Copy every row below word for word, changing nothing and leaving nothing out.

• • • • • • •

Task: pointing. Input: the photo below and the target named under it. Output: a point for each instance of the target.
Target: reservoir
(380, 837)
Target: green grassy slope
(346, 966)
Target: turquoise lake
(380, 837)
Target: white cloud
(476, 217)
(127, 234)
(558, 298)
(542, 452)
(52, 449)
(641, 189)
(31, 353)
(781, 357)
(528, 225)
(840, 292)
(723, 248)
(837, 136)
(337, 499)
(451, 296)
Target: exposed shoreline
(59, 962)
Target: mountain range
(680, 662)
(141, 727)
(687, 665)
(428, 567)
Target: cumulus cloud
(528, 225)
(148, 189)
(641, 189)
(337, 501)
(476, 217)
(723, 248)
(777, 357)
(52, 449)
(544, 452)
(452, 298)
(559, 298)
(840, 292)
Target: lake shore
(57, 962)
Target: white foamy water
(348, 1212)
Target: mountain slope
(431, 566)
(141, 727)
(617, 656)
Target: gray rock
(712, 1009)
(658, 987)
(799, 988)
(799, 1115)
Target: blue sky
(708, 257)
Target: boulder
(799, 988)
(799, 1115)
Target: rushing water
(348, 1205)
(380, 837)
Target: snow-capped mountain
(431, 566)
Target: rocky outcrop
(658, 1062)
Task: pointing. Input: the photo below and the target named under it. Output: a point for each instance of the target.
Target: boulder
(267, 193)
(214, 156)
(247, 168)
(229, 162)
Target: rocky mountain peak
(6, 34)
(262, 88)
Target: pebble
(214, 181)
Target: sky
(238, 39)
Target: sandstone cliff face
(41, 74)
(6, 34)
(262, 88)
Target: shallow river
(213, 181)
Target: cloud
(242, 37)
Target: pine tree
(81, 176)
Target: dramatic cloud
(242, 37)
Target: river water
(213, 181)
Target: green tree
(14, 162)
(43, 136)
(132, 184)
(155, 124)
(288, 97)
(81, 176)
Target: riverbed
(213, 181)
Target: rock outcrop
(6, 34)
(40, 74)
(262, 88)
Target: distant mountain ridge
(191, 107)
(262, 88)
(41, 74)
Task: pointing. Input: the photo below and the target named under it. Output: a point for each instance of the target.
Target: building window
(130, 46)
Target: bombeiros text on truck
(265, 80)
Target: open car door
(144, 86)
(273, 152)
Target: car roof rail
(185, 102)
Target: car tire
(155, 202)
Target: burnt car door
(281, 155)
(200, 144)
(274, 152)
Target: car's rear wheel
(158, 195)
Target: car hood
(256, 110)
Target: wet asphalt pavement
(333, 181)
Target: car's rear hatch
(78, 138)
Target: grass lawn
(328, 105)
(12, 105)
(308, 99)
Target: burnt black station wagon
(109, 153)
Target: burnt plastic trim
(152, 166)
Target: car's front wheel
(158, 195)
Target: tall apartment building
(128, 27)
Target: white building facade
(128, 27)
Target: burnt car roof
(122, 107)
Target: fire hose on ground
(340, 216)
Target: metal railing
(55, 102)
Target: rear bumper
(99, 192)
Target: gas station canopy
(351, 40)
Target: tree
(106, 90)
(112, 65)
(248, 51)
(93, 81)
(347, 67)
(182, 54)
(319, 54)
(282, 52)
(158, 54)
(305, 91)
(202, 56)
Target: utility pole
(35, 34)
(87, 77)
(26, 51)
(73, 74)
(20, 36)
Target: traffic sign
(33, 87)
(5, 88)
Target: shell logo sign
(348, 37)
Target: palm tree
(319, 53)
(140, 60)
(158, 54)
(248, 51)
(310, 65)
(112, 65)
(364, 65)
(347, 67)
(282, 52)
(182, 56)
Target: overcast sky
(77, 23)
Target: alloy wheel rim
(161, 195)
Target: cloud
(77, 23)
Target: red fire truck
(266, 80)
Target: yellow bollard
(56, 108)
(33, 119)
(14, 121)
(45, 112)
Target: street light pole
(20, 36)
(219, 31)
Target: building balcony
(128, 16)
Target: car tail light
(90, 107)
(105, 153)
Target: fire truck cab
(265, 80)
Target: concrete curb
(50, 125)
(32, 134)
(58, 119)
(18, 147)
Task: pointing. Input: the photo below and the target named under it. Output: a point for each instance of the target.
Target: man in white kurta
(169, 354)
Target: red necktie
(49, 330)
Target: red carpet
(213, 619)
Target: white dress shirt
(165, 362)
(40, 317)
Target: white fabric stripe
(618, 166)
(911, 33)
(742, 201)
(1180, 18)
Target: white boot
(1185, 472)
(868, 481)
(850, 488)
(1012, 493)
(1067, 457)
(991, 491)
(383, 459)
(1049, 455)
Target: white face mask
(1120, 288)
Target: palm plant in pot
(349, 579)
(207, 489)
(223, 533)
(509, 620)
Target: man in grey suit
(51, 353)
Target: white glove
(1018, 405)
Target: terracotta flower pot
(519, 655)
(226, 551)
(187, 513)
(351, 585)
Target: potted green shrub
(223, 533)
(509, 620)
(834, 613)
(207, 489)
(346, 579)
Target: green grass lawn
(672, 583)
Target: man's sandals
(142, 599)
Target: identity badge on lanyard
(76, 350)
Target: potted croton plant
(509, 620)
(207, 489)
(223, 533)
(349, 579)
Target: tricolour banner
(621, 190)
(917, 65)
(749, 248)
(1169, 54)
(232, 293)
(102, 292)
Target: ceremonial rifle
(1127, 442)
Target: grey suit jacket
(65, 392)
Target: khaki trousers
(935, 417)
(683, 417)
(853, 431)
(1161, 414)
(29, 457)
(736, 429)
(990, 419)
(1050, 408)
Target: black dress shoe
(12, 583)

• • • • • • •

### Written reply:
Task: pointing. Input: the photo below and the target named under it. Output: a point for each instance of the target.
Target: reservoir
(380, 837)
Target: green grassy slope
(346, 966)
Target: turquoise lake
(380, 837)
Target: white cloud
(476, 217)
(127, 234)
(558, 298)
(542, 452)
(52, 449)
(641, 189)
(31, 353)
(781, 357)
(528, 225)
(840, 292)
(723, 248)
(837, 136)
(337, 499)
(451, 296)
Target: exposed shoreline
(59, 962)
Target: mountain range
(680, 662)
(141, 727)
(687, 665)
(428, 567)
Target: cumulus cloud
(528, 225)
(148, 189)
(641, 189)
(337, 501)
(476, 217)
(723, 248)
(777, 357)
(52, 449)
(544, 452)
(452, 298)
(559, 298)
(840, 292)
Target: lake shore
(57, 962)
Target: white foamy water
(348, 1212)
Target: mountain slope
(431, 566)
(141, 727)
(617, 656)
Target: gray rock
(712, 1009)
(658, 987)
(799, 988)
(799, 1115)
Target: blue sky
(708, 257)
Target: boulder
(799, 988)
(799, 1115)
Target: rushing water
(348, 1205)
(380, 837)
Target: snow-capped mountain
(431, 566)
Target: rocky outcrop
(658, 1062)
Task: pointing. Input: the photo below and the target named under it. Output: a point for each instance of the target.
Target: boulder
(267, 193)
(214, 156)
(247, 168)
(229, 162)
Target: rocky mountain peak
(6, 34)
(262, 88)
Target: pebble
(214, 181)
Target: sky
(238, 39)
Target: sandstone cliff face
(41, 74)
(6, 34)
(262, 88)
Target: shallow river
(213, 181)
Target: cloud
(242, 37)
Target: pine tree
(81, 176)
Target: dramatic cloud
(242, 37)
Target: river water
(213, 181)
Target: green tree
(14, 162)
(43, 136)
(132, 184)
(155, 124)
(288, 97)
(81, 176)
Target: riverbed
(213, 181)
Target: rock outcrop
(6, 34)
(40, 74)
(262, 88)
Target: distant mountain ridge
(191, 107)
(262, 88)
(41, 74)
Task: pointing. Input: the photo below and the target named under it. Output: a point for each instance of the target.
Target: building window
(130, 46)
Target: bombeiros text on truck
(265, 80)
Target: open car door
(144, 86)
(273, 152)
Target: car roof rail
(185, 102)
Target: car tire
(155, 202)
Target: burnt car door
(281, 155)
(200, 144)
(274, 152)
Target: car's rear wheel
(158, 195)
Target: car hood
(256, 110)
Target: wet asphalt pavement
(333, 181)
Target: car's rear hatch
(78, 138)
Target: grass lawn
(328, 105)
(12, 105)
(308, 99)
Target: burnt black station wagon
(109, 153)
Target: burnt plastic trim
(152, 166)
Target: car's front wheel
(158, 195)
Target: tall apartment building
(128, 27)
Target: white building facade
(128, 27)
Target: burnt car roof
(122, 107)
Target: fire hose on ground
(340, 216)
Target: metal railing
(55, 102)
Target: rear bumper
(99, 192)
Target: gas station canopy
(351, 40)
Target: tree
(106, 90)
(112, 65)
(248, 51)
(93, 81)
(347, 67)
(182, 54)
(319, 54)
(282, 52)
(158, 54)
(305, 91)
(202, 56)
Target: utility pole
(35, 34)
(87, 77)
(26, 51)
(73, 74)
(20, 36)
Target: traffic sign
(33, 87)
(5, 88)
Target: shell logo sign
(348, 37)
Target: palm tree
(319, 53)
(140, 60)
(158, 54)
(248, 51)
(310, 65)
(112, 65)
(364, 65)
(347, 67)
(282, 52)
(182, 56)
Target: overcast sky
(77, 23)
Target: alloy wheel rim
(161, 195)
Target: cloud
(77, 23)
Target: red fire truck
(266, 80)
Target: yellow bollard
(56, 108)
(33, 119)
(14, 121)
(45, 112)
Target: street light pole
(20, 36)
(219, 31)
Target: building balcony
(128, 16)
Target: car tail light
(90, 107)
(105, 153)
Target: fire truck cab
(265, 80)
Target: concrete curb
(50, 125)
(32, 134)
(58, 119)
(18, 147)
Task: pointing. Input: the photo below and the target named under it. Output: a point for each instance of the target.
Target: man in white kurta
(169, 354)
Target: red necktie
(49, 330)
Target: red carpet
(213, 619)
Target: white dress shirt
(165, 362)
(40, 317)
Target: white fabric stripe
(618, 166)
(911, 33)
(742, 201)
(1180, 18)
Target: white boot
(1185, 472)
(868, 481)
(850, 488)
(1012, 493)
(1067, 457)
(991, 491)
(383, 459)
(1049, 455)
Target: white face mask
(1120, 288)
Target: palm plant in pot
(349, 579)
(207, 489)
(223, 533)
(509, 620)
Target: man in grey suit
(51, 353)
Target: white glove
(1018, 405)
Target: terracotta flower pot
(519, 655)
(226, 551)
(187, 513)
(351, 585)
Target: potted green shrub
(223, 533)
(509, 620)
(834, 613)
(207, 489)
(346, 579)
Target: green grass lawn
(672, 583)
Target: man's sandals
(142, 599)
Target: identity badge on lanyard
(76, 350)
Target: potted croton plant
(509, 620)
(207, 489)
(223, 533)
(349, 579)
Target: tricolour banner
(621, 190)
(917, 65)
(749, 248)
(1169, 54)
(232, 293)
(102, 292)
Target: ceremonial rifle
(1127, 442)
Target: grey suit jacket
(65, 392)
Target: khaki trousers
(935, 417)
(683, 417)
(853, 431)
(1161, 414)
(29, 457)
(736, 429)
(990, 419)
(1050, 408)
Target: black dress shoe
(12, 583)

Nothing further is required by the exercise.